--- Provided entries ---

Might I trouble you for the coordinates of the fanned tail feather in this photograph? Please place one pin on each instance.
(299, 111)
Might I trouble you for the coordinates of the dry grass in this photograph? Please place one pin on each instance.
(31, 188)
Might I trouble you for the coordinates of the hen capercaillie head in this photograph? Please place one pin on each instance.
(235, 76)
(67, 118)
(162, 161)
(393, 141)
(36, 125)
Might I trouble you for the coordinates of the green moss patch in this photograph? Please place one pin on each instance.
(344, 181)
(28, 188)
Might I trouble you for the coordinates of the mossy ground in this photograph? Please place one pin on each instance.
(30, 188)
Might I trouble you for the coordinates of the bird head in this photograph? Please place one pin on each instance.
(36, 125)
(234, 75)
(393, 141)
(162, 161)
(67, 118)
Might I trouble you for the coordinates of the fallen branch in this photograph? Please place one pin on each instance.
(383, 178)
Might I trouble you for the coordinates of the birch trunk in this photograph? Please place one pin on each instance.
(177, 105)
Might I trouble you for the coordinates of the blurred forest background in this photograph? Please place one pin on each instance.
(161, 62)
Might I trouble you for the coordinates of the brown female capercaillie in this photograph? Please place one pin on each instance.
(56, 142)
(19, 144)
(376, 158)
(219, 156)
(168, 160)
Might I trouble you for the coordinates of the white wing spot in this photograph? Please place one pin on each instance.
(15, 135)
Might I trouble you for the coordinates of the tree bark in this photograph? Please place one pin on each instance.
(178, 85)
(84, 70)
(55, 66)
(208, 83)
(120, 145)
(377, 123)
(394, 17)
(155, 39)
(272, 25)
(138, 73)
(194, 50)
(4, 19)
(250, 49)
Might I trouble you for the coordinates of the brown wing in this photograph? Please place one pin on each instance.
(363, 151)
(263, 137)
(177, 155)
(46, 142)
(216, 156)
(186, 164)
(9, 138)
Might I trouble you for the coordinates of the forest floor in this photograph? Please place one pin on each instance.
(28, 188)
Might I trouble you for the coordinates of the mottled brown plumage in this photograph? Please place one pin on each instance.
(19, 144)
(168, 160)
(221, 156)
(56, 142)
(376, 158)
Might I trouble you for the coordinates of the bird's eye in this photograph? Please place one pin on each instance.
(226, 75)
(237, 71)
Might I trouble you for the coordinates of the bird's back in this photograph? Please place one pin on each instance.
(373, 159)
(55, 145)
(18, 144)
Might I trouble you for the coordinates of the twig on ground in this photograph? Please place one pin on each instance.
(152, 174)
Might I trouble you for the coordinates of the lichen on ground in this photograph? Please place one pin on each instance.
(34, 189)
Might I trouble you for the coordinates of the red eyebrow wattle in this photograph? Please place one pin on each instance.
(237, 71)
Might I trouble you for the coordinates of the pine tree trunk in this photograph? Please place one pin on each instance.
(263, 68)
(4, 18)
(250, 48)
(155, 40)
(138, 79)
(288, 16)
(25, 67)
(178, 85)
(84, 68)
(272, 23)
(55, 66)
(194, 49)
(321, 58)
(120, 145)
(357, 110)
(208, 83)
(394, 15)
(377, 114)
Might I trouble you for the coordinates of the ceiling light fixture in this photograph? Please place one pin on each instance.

---

Instructions for the task ▸
Up to and including the final line of the data above, please copy every line exactly, starting from the one that contains "Might I trouble you for the coordinates of the twig".

Written solution ▸
Might I trouble you for the coordinates of the twig on ground in this photograph? Please place one pin on each instance.
(152, 174)
Might I trouble you for the coordinates of the lichen on ground in this photograph? Please place one pin on each instance.
(34, 189)
Might I trouble you for the coordinates of the red eyebrow wattle in this photograph? Please place one pin on each instance.
(237, 71)
Might I trouble you for the coordinates of the pine tree trunk in this photograph? Please place one pin on each instance.
(263, 68)
(4, 18)
(250, 48)
(155, 40)
(138, 79)
(288, 16)
(25, 67)
(178, 85)
(84, 68)
(272, 23)
(55, 66)
(194, 49)
(321, 58)
(120, 145)
(357, 110)
(208, 83)
(394, 15)
(377, 114)
Might I trouble you for the coordinates of the ceiling light fixture in this photograph? Please place one pin on each instance.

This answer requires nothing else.